Records contained in a dataset:

"""

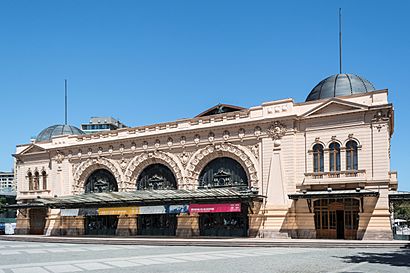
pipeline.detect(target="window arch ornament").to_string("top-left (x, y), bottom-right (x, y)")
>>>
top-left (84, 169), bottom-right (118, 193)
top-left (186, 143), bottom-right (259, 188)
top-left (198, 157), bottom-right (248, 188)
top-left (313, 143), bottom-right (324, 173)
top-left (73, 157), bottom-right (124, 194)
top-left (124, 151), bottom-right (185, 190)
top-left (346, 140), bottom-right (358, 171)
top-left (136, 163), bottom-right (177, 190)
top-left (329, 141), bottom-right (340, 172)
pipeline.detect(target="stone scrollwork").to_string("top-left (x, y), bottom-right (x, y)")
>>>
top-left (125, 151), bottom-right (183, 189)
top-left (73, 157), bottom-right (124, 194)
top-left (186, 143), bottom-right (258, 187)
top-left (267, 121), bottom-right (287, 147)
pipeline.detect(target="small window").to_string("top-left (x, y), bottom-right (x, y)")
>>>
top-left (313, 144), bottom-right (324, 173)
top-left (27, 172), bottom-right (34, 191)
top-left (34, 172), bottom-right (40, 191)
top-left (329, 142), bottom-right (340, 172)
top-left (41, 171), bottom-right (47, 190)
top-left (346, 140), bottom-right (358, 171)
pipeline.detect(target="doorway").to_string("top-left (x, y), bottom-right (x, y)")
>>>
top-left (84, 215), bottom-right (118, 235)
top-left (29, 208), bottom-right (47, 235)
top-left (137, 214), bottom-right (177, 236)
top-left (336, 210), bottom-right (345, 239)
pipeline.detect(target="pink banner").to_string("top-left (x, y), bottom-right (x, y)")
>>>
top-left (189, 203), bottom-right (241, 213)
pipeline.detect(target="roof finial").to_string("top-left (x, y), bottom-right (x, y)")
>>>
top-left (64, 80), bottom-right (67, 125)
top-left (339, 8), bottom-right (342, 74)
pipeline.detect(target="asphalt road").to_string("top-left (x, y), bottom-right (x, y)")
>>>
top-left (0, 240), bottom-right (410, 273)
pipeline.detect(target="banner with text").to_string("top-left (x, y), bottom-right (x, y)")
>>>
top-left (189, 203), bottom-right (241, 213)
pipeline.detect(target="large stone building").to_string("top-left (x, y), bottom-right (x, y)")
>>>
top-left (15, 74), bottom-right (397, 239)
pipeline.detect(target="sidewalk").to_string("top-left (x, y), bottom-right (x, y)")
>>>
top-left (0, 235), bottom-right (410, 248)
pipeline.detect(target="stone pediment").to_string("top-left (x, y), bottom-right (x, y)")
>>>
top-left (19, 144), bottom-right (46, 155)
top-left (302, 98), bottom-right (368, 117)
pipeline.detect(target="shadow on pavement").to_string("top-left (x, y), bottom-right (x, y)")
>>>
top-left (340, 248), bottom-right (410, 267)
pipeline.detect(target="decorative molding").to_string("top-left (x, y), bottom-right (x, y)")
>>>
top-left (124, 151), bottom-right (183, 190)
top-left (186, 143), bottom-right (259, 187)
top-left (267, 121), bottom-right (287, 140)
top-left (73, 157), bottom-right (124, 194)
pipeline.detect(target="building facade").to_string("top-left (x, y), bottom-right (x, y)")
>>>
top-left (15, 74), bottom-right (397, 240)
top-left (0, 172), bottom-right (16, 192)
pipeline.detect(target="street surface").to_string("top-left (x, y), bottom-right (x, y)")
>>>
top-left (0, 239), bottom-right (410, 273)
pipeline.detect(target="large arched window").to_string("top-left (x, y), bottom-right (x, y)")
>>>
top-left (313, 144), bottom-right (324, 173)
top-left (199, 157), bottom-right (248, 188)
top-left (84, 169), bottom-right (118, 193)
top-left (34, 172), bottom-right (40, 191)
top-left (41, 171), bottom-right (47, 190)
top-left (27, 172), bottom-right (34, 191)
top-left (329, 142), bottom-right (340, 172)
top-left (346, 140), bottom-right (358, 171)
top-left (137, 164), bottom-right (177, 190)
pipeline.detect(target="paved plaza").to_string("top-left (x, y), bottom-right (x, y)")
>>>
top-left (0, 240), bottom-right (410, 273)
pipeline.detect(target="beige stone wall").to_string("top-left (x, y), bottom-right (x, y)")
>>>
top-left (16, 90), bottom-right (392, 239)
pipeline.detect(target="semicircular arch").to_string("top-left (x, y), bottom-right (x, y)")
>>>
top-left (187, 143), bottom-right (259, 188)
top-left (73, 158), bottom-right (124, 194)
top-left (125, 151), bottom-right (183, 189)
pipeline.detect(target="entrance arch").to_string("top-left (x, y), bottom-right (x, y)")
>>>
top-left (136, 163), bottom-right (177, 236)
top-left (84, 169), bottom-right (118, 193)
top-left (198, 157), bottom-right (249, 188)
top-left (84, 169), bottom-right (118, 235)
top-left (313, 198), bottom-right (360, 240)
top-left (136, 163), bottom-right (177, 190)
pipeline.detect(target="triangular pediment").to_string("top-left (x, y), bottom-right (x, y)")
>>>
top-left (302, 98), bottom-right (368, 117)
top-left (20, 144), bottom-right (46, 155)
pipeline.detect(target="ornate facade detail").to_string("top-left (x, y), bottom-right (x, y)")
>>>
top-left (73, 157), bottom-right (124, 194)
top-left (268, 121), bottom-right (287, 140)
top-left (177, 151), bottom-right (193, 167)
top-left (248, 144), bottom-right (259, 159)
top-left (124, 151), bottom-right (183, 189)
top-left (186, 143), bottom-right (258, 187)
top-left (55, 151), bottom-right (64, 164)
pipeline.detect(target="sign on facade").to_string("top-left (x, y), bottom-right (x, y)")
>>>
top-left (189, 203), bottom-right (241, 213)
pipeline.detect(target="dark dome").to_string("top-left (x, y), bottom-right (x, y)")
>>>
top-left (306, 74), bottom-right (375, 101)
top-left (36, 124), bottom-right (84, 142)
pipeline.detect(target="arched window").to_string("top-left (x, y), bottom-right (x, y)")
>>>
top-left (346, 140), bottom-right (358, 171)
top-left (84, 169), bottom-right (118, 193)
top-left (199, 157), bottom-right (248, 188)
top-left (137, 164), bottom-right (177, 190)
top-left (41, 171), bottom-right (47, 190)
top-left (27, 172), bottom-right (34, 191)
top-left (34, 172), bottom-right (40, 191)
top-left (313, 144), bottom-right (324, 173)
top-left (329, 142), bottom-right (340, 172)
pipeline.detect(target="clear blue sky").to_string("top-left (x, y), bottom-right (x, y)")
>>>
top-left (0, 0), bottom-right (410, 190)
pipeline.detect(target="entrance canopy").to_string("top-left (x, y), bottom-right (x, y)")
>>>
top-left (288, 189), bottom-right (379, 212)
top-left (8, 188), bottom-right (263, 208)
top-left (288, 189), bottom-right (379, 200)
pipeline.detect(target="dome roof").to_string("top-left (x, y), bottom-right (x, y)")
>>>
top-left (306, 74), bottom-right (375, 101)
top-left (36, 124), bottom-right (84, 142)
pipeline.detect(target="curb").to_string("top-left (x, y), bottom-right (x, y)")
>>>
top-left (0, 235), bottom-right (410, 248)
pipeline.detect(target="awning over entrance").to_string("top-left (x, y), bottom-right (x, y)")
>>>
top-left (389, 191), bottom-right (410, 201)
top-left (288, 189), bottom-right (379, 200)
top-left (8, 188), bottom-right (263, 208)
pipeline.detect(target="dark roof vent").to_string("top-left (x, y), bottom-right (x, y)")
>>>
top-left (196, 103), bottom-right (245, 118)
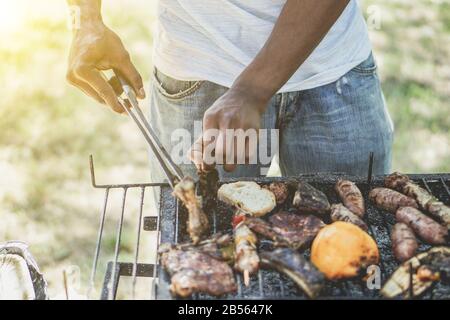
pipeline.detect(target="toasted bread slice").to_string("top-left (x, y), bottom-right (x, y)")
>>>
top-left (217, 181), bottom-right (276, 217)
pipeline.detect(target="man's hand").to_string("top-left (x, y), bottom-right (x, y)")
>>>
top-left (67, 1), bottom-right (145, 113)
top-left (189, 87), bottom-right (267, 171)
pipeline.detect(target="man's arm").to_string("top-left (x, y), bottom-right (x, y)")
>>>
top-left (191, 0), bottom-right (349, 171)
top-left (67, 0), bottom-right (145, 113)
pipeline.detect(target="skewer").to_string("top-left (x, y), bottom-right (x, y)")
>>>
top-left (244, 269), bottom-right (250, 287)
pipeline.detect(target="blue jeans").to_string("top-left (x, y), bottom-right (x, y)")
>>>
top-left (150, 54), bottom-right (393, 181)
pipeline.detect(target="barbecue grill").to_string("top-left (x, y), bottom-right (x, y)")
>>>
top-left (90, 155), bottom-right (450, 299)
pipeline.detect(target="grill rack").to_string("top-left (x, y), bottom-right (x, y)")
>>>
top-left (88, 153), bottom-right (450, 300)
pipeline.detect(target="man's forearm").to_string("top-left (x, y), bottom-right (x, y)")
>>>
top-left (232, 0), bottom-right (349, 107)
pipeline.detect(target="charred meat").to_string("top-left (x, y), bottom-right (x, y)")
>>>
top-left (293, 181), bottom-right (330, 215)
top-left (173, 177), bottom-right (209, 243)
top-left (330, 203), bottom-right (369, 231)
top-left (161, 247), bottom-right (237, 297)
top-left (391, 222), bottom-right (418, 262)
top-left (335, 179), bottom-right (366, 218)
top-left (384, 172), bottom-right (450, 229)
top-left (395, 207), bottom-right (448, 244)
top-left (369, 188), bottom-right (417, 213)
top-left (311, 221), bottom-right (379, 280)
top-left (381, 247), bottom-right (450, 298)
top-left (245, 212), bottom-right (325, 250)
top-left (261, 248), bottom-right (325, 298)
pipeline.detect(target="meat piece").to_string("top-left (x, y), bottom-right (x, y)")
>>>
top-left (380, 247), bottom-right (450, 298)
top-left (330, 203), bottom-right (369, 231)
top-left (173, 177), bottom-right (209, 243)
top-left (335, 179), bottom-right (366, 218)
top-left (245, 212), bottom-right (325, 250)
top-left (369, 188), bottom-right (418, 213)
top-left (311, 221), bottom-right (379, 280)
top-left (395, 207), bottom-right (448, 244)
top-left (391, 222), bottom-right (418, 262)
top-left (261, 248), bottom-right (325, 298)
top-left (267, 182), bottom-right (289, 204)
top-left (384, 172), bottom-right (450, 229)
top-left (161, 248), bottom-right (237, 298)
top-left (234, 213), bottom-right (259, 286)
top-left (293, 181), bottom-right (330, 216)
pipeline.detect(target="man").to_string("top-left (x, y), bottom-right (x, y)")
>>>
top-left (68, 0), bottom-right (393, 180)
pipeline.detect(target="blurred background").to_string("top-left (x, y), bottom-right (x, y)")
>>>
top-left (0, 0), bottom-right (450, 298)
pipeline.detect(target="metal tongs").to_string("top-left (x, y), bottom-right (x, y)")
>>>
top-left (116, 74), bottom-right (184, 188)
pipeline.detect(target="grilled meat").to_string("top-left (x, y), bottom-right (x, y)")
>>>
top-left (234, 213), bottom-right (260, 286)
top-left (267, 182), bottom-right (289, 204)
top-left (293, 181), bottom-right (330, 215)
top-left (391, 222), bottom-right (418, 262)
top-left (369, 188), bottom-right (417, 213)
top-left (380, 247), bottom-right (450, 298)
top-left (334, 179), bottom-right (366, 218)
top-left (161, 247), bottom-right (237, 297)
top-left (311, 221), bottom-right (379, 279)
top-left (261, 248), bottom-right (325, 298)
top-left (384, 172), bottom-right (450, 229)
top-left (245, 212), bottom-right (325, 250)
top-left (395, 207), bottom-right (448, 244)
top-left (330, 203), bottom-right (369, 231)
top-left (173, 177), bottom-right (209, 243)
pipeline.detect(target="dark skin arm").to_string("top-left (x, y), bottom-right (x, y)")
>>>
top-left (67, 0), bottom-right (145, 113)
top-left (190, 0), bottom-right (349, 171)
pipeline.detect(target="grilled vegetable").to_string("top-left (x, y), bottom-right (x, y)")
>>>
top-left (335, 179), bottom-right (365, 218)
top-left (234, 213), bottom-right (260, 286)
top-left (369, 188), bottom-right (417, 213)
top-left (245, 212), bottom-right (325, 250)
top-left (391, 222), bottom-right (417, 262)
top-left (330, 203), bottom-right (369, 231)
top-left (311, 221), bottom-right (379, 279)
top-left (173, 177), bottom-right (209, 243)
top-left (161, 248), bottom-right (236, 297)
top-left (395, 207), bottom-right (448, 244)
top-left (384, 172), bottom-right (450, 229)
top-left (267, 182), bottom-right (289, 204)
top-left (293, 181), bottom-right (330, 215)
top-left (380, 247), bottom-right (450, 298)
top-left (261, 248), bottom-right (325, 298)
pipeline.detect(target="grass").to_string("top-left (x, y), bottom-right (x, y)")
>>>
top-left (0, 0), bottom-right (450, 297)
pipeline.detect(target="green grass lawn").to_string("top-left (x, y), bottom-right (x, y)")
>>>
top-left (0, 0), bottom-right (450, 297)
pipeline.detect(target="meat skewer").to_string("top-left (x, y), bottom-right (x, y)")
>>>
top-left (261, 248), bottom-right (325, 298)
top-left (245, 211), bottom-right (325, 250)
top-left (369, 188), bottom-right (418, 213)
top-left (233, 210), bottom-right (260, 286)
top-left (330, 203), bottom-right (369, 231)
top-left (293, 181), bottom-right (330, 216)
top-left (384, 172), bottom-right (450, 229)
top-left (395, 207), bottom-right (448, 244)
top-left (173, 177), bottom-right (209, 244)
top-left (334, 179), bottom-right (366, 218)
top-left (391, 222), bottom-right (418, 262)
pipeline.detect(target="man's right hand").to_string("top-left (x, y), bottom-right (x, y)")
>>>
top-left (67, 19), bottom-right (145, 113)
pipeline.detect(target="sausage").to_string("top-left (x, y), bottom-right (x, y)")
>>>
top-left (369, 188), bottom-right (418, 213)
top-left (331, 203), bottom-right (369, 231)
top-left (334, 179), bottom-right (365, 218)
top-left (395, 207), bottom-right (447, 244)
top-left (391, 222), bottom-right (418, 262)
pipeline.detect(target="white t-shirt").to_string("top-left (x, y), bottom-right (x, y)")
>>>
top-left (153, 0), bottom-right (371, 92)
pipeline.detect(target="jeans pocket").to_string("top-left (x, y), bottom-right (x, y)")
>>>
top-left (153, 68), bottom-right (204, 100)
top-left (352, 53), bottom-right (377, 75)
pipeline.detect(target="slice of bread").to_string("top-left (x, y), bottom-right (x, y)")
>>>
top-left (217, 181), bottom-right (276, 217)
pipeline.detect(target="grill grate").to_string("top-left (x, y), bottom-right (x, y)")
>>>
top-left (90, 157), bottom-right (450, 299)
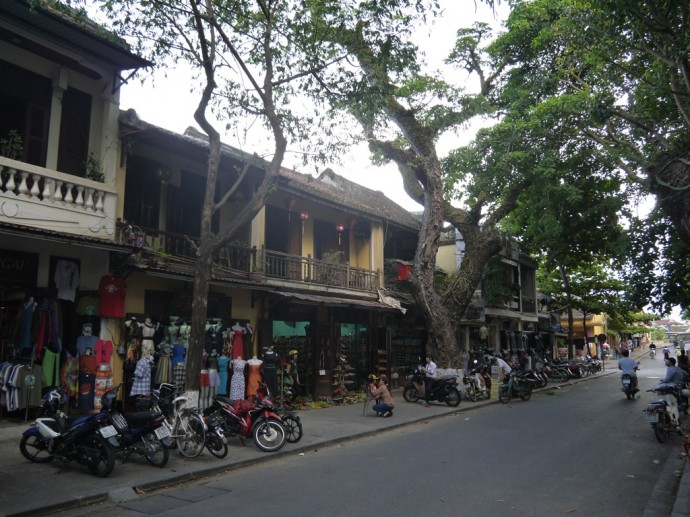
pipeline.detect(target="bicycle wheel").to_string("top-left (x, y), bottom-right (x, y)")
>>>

"""

# What the task asks:
Lay out the part of the rows that runs from their start through the line containing "top-left (267, 121), bottom-right (287, 147)", both ends included, as a Markdown table with the columns No. and Line, numbering each line. Skip blank lines and leave the pictures out.

# The completed task:
| No. | Line |
|---|---|
| 1 | pipeline.detect(target="window arch ornament").to_string("top-left (x, y), bottom-right (x, y)") |
| 2 | >>> |
| 3 | top-left (84, 169), bottom-right (118, 193) |
| 4 | top-left (186, 143), bottom-right (259, 188) |
| 5 | top-left (198, 157), bottom-right (248, 188) |
| 6 | top-left (313, 143), bottom-right (324, 173) |
| 7 | top-left (73, 157), bottom-right (124, 194) |
| 8 | top-left (124, 151), bottom-right (185, 190) |
| 9 | top-left (346, 140), bottom-right (358, 171) |
| 10 | top-left (136, 163), bottom-right (177, 190) |
| 11 | top-left (329, 141), bottom-right (340, 172) |
| 12 | pipeline.detect(target="stone scrollwork").to_string("top-left (x, y), bottom-right (x, y)") |
| 13 | >>> |
| 14 | top-left (125, 151), bottom-right (183, 189) |
| 15 | top-left (73, 157), bottom-right (124, 194) |
| 16 | top-left (186, 143), bottom-right (258, 187) |
| 17 | top-left (267, 121), bottom-right (287, 147) |